Caros leitores e amigos, hoje venho trazer um tema que guarda muita controvérsia no mundo jurídico e divide opiniões entre a doutrina e a jurisprudência que ainda não consolidou um entendimento acerca do assunto, sobre a qual irei expressar minha opinião pessoal.
De antemão gostaria de salientar que não estou falando daquele parcelamento administrativo, que é concedido na forma e condições da lei específica, fulcrado no Art. 155-A do CTN, mas sim, do parcelamento realizado no bojo processual fulcrado pelo Art. 916 do NCPC, onde o executado deposita 30% do valor e paga o restante de 6 (seis) parcelas, com juros de 1% ao mês.
Tal controvérsia surgiu por uma experiência própria, onde o órgão público encontra-se impedido de realizar o parcelamento de débitos provenientes de ICMS-ST, com base em uma vedação legal de tal espécie de parcelamento.
Vedado o parcelamento administrativo, a saída então seria o pedido de parcelamento processual com a aplicação do Art. 916 do NCPC, que entretanto encontra resistência em alguns tribunais que entendem que tal dispositivo não é aplicável ao processo de execução fiscal, vez que este conta com lei própria.
Pois bem.
Reza com efeitos o Art. 916 do NCPC:
Art. 916. No prazo para embargos, reconhecendo o crédito do exequente e comprovando o depósito de trinta por cento do valor em execução, acrescido de custas e de honorários de advogado, o executado poderá requerer que lhe seja permitido pagar o restante em até 6 (seis) parcelas mensais, acrescidas de correção monetária e de juros de um por cento ao mês.

## Conteúdo dos dados
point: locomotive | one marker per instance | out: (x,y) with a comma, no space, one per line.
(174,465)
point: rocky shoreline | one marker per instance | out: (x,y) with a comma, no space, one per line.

## Tarefas a realizar
1 > Segundo o texto sobre o parcelamento processual na execução fiscal, que percentual do valor em execução o executado precisa depositar para requerer o parcelamento previsto no Art. 916 do NCPC?
2 > Escreva a continuação do texto sobre o parcelamento processual na execução fiscal, partindo da última frase apresentada.

## Resultados das tarefas
1 > Trinta por cento (30%) do valor em execução, acrescido de custas e de honorários de advogado.

2 >
O dispositivo supra cuida da possibilidade do parcelamento da dívida fruto de execução no bojo processual, onde, o EXECUTADO poderá realizar o depósito de 30% (trinta porcento) do valor em execução, e requerer que lhe seja permitido pagar o restante em até 6 (seis) parcelas mensais, acrescido de correção monetária e de juros de um porcento.
Cumpre, entretanto salientar, que tal instituto não é uma inovação trazida aos ventos da alteração legislativa promovida em 2016, mas sim, tinha previsão expressa no Código de Processo Civil de 1973, consubstanciada através do Art. 745-A, inserido através da lei nº 11.382/2006.
Sob esta ótica, devemos analisar os motivos que levaram o legislador ordinário a inserir tal disposição no códex procedimental através da lei 11.382/2006. Neste sentido, extraímos da exposição de motivos da lei retro, que o legislador ordinário chama o procedimento executivo de “calcanhar de Aquiles” do processo, lastreado na dificuldade de impor no mundo dos fatos, os preceitos construídos no mundo do direito “in verbis”:
5. Tornou-se necessário, já agora, passarmos do pensamento à ação em tema de melhoria dos procedimentos executivos. A execução permanece o ‘calcanhar de Aquiles’ do processo. Nada mais difícil, com frequência, do que impor no mundo dos fatos os preceitos abstratamente formulados no mundo do direito.
Além disso, o próprio legislativo, reconheceu que as alterações promovidas pela lei 11.382/2006, tinham o condão de buscar “maneiras de melhorar o desempenho processual”:
6. Ponderando, inclusive, o reduzido número de magistrados atuantes em nosso país, sob índice de litigiosidade sempre crescente (pelas ações tradicionais e pelas decorrentes da moderna tutela aos direitos transindividuais), impõem-se buscar maneiras de melhorar o desempenho processual (sem fórmulas mágicas, que não as há), ainda que devemos em certas matérias (e por quê não?), retornar por vezes caminhos antigos (e aqui o exemplo do procedimento do agravo, em sua atual técnica, versão atualizada das antigas ‘cartas diretas’ …), ainda que expungidos rituais e formalismos anacrônicos.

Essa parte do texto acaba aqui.